Bientôt ils décideraient de rester avec lui pour toujours.16
Ils n’oublieront jamais l’heure exacte de ce moment décisif : la dixième heure de la journée, la dernière heure de l’après-midi.17
Le jour décline. Tandis que les trois jeunes marcheurs baignent dans les derniers rayons dorés du couchant, un sentiment tout nouveau pointe dans leur cœur.
Rencontre magique, cruciale. Pour les disciples novices. Pour le nouveau maître.
De quoi parlent-ils durant cette inoubliable veillée sous les étoiles ? Les écrits des protagonistes ne le rapportent pas.18 Sauf un détail : le moment où ces jeunes gens rencontrent Jésus et décident de rester avec lui devient un marqueur dans leur histoire. Parce qu’ils ont trouvé en lui ce qu’ils cherchaient, beaucoup de choses qu’ils ne cherchaient pas, d’autres qu’ils cherchaient sans le savoir et quelque chose de meilleur que ce qu’ils étaient en train de chercher.

** Votre tâche **
Prolongez le récit de la première rencontre entre Jésus et les trois jeunes disciples en reprenant juste après sa dernière phrase.

(Données d'annotation de coordonnées)

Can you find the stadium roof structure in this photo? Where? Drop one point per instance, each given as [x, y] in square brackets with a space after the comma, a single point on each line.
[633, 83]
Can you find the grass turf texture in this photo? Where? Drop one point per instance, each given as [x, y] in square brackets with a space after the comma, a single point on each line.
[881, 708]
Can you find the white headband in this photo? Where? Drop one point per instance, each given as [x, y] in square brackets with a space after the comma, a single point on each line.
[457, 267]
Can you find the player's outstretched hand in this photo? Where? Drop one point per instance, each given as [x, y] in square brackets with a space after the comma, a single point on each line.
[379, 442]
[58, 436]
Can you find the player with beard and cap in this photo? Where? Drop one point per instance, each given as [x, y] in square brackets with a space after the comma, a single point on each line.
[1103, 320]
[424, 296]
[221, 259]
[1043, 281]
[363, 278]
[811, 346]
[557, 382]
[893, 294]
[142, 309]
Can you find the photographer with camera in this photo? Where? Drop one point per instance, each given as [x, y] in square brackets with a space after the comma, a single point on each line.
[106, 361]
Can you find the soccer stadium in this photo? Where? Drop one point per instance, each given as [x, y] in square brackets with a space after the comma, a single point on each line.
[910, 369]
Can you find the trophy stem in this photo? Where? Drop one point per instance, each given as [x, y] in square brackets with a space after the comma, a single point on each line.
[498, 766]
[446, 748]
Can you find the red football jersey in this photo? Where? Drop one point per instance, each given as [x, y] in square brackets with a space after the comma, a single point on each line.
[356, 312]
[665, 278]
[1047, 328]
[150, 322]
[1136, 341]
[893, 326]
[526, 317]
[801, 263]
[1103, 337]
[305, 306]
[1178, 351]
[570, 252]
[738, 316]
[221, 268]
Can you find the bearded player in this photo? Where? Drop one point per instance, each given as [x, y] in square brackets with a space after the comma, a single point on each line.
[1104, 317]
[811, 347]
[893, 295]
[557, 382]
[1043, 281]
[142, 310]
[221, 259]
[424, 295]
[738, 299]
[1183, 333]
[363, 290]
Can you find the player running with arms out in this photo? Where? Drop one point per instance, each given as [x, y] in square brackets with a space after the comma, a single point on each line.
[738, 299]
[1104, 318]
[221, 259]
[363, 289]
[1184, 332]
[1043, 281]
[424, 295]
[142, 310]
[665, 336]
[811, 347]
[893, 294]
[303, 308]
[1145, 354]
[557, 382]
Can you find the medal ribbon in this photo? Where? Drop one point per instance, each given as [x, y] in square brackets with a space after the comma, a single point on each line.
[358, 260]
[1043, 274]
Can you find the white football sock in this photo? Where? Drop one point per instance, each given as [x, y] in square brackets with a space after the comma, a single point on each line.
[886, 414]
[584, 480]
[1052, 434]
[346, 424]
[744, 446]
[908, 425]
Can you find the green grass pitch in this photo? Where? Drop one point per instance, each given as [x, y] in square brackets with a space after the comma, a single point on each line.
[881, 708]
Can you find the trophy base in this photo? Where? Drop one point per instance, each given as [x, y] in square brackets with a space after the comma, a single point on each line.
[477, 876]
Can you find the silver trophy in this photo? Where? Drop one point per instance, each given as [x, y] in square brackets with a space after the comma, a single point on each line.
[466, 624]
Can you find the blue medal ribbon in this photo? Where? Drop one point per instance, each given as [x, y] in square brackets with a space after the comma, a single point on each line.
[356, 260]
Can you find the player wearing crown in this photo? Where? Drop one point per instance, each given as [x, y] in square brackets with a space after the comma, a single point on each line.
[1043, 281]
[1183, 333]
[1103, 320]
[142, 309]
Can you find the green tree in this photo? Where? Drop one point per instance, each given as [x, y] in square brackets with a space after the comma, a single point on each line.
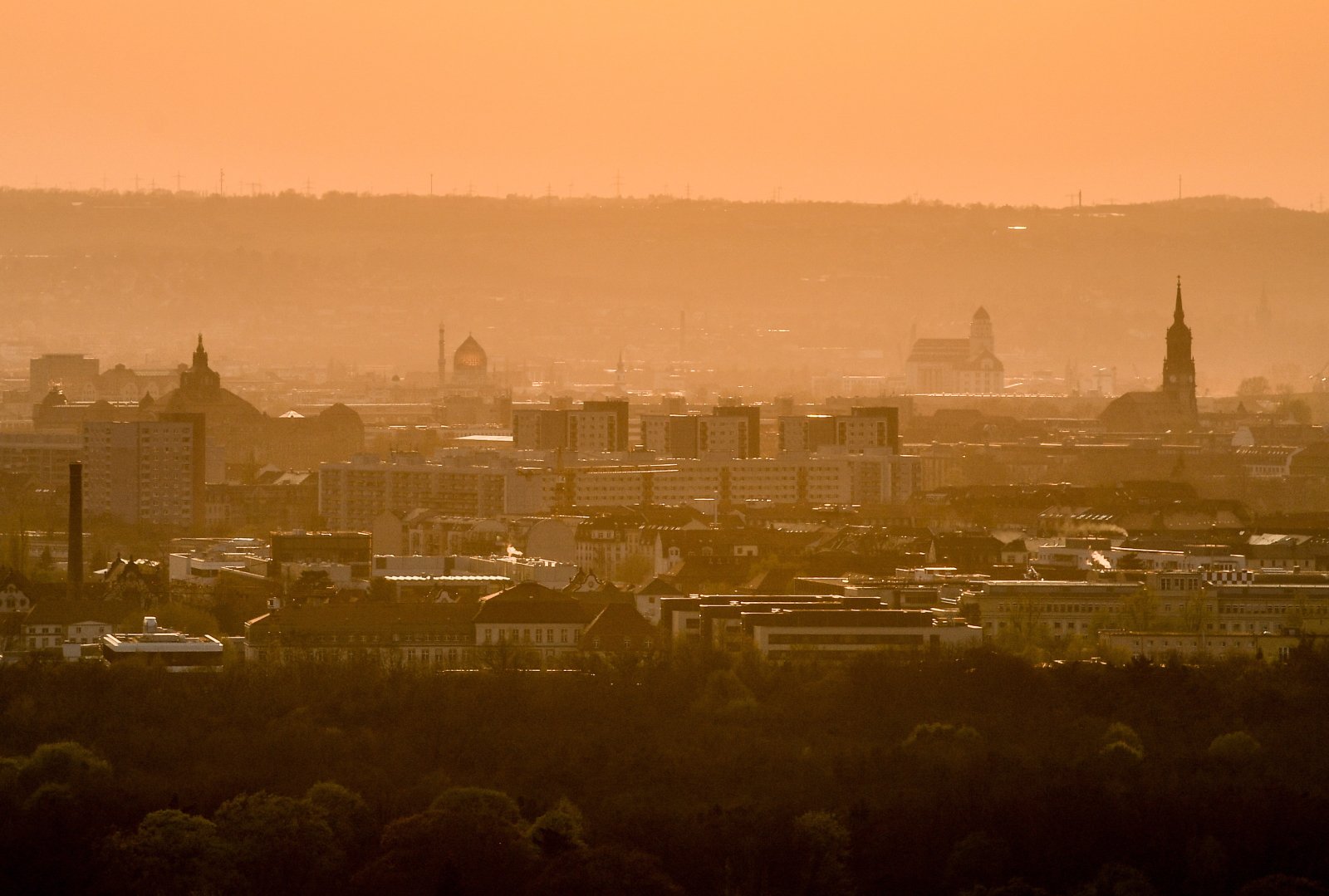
[558, 830]
[821, 845]
[281, 845]
[604, 871]
[172, 852]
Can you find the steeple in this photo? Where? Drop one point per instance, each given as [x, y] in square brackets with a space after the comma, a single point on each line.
[199, 376]
[1178, 365]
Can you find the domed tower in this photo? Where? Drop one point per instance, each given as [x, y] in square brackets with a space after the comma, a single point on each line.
[469, 363]
[981, 334]
[1179, 366]
[199, 378]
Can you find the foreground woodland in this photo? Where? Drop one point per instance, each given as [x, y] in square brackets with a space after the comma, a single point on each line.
[702, 774]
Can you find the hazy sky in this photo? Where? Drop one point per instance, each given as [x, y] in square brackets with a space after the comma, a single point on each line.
[1021, 101]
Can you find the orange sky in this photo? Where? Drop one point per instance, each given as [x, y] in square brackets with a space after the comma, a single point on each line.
[969, 100]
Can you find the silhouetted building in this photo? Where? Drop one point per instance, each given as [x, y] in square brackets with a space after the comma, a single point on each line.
[241, 433]
[1173, 406]
[967, 366]
[146, 472]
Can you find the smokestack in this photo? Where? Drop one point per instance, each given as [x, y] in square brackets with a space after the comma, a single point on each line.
[75, 531]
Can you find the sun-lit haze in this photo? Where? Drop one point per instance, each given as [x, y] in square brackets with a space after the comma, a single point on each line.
[961, 101]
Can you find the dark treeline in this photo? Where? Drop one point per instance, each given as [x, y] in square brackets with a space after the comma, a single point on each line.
[699, 776]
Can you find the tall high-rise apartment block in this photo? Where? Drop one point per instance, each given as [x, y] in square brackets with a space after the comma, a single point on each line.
[146, 472]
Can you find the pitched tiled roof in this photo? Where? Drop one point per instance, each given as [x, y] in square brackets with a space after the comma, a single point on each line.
[529, 603]
[620, 625]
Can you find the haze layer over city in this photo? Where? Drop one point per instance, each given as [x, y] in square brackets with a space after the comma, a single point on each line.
[731, 448]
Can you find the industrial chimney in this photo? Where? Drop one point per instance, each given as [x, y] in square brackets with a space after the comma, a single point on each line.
[75, 564]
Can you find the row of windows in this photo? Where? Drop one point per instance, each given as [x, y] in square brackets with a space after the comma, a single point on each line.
[524, 636]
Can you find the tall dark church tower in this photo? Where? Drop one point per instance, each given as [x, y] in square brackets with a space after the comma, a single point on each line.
[1179, 367]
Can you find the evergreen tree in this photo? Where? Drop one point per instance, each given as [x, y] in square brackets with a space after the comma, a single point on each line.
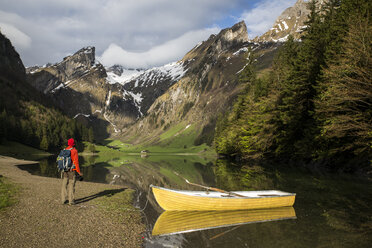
[91, 135]
[44, 143]
[345, 103]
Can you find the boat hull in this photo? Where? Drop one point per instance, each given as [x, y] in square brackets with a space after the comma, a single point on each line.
[176, 200]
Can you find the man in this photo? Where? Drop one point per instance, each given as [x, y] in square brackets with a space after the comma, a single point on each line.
[69, 177]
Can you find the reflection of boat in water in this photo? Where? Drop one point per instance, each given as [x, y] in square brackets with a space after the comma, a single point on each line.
[170, 199]
[174, 222]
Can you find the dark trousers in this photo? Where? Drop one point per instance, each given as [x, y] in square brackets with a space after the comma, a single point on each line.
[68, 180]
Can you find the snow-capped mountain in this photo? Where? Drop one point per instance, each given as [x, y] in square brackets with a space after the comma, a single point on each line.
[290, 22]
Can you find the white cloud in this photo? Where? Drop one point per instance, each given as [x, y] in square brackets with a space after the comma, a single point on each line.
[141, 29]
[18, 38]
[61, 27]
[169, 51]
[261, 18]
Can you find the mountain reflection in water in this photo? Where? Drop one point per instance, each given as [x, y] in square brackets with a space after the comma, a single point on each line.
[332, 210]
[175, 222]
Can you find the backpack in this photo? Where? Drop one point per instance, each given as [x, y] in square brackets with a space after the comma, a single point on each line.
[64, 162]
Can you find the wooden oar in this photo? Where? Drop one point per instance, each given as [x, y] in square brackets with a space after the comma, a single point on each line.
[223, 233]
[210, 188]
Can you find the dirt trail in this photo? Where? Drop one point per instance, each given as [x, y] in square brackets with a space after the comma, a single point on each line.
[40, 220]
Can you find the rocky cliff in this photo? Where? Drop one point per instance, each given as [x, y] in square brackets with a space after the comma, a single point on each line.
[290, 22]
[188, 110]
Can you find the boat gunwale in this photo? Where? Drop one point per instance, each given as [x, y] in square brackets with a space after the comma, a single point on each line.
[183, 192]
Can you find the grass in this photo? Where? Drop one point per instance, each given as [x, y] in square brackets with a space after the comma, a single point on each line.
[18, 150]
[8, 192]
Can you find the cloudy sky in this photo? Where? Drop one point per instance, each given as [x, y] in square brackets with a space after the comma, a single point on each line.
[133, 33]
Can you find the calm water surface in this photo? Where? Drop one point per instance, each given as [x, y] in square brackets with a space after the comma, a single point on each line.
[330, 210]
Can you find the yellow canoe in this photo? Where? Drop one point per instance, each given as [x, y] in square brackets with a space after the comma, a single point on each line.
[174, 222]
[170, 199]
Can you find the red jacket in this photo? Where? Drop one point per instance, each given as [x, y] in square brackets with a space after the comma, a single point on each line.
[74, 158]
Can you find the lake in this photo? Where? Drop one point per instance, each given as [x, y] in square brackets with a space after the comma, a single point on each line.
[330, 210]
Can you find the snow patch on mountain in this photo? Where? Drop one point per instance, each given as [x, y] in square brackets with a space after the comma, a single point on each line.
[126, 76]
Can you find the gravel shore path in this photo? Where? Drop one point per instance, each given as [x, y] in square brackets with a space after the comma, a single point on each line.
[38, 219]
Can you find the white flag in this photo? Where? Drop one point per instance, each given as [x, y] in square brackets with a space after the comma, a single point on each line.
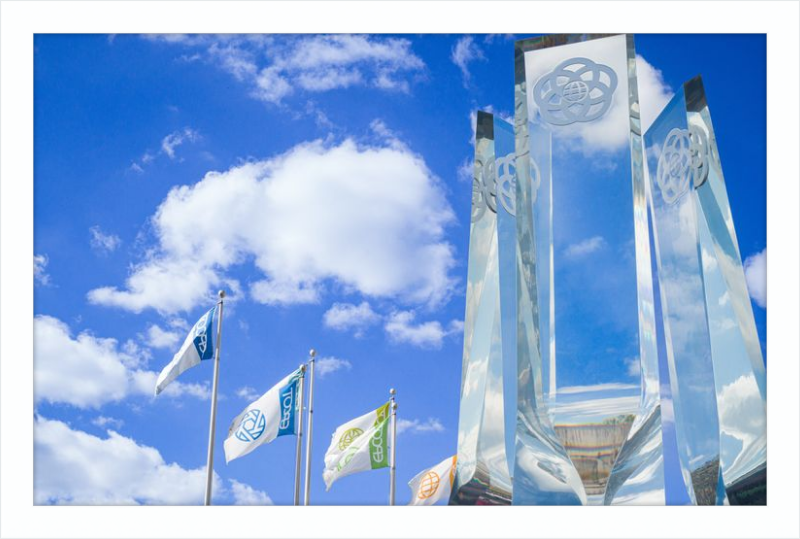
[434, 484]
[274, 414]
[198, 346]
[359, 445]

** Réponse rédigée **
La leçon que le nouveau maître commence à leur enseigner concerne un verbe conjugable à toutes les personnes, à tous les temps et à tous les modes : aimer.19
Verbe irrégulier et imprévisible. Parce qu’il n’aime pas les impératifs, qu’il lui manque les temps parfaits, que son présent est généralement imparfait et son futur conditionnel. Un verbe qui exige d’être expérimenté sous toutes ses formes et accompagné de tous ses synonymes : désirer, apprécier, accueillir, soutenir, valoriser, respecter, partager. Mais comme la conjugaison de ce verbe étouffe dans les livres, ces premiers disciples doivent l’apprendre dans l’action.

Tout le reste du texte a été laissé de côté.